**Problem description**
Retype the records below exactly as they appear.

**Working data**
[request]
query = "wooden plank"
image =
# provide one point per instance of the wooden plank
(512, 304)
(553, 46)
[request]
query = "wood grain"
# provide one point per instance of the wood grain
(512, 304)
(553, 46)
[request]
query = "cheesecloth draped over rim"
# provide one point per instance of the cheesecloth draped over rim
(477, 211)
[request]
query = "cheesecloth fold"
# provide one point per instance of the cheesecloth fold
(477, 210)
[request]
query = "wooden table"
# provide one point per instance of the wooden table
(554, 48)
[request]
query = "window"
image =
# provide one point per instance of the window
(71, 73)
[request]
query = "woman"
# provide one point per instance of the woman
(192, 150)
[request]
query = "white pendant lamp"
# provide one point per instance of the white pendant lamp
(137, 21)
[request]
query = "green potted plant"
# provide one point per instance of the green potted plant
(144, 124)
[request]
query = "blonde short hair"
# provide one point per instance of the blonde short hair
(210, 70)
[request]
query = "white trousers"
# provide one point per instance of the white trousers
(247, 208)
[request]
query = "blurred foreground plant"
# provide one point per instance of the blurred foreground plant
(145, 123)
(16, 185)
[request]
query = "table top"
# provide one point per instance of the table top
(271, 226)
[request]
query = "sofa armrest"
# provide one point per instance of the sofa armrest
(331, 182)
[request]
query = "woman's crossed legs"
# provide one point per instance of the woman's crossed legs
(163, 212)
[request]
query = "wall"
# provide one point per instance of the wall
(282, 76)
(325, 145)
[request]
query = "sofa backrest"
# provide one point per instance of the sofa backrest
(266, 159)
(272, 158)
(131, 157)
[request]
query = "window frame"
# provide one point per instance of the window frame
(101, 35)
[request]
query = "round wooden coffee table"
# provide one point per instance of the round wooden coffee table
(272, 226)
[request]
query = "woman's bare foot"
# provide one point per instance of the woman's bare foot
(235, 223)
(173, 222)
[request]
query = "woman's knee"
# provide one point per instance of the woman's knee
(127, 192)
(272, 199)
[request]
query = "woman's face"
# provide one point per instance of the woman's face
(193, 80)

**Result of this exercise**
[request]
query = "wooden plank"
image =
# provide one point per instance of the wooden plank
(512, 304)
(553, 46)
[request]
query = "wood grain"
# provide one point per instance of the wood grain
(512, 304)
(553, 46)
[request]
query = "cheesecloth draped over rim"
# provide one point per instance of the cheesecloth draped over rim
(477, 211)
[request]
query = "cheesecloth fold"
# provide one point per instance of the cheesecloth fold
(477, 210)
[request]
query = "wooden table"
# provide one point per instance of the wooden table
(554, 48)
[request]
query = "window"
image =
# provide one point per instance of the window
(71, 73)
[request]
query = "woman"
# provide one point per instance of the woman
(192, 150)
[request]
query = "white pendant lamp"
# provide one point per instance of the white pendant lamp
(137, 21)
[request]
query = "green potted plant"
# provide one point per instance of the green potted plant
(144, 124)
[request]
query = "blonde short hair"
# provide one point per instance of the blonde short hair
(210, 70)
[request]
query = "white trousers"
# provide one point per instance of the white trousers
(247, 208)
[request]
query = "blurred foreground plant"
# provide one point per instance of the blurred foreground plant
(145, 123)
(16, 185)
[request]
query = "table top"
# provide one point per instance of the table top
(271, 226)
[request]
query = "sofa armrest"
# provide one point per instance of the sofa armrest
(331, 182)
[request]
query = "woman's crossed legs"
# provide one point per instance of the woman's crossed legs
(163, 212)
[request]
query = "wall"
# provide one point per instance of the wall
(282, 76)
(325, 145)
[request]
query = "sofa backrest"
# provide one point per instance of the sofa backrest
(266, 159)
(272, 158)
(131, 157)
[request]
query = "window frame"
# provide one point per instance of the window frame
(101, 35)
[request]
query = "round wooden coffee table"
# provide one point per instance of the round wooden coffee table
(272, 226)
[request]
query = "woman's bare foot"
# provide one point per instance of the woman's bare foot
(235, 223)
(173, 222)
[request]
query = "woman's knee"
# provide one point per instance of the woman's knee
(127, 192)
(272, 199)
[request]
query = "woman's face"
# provide one point per instance of the woman's face
(193, 80)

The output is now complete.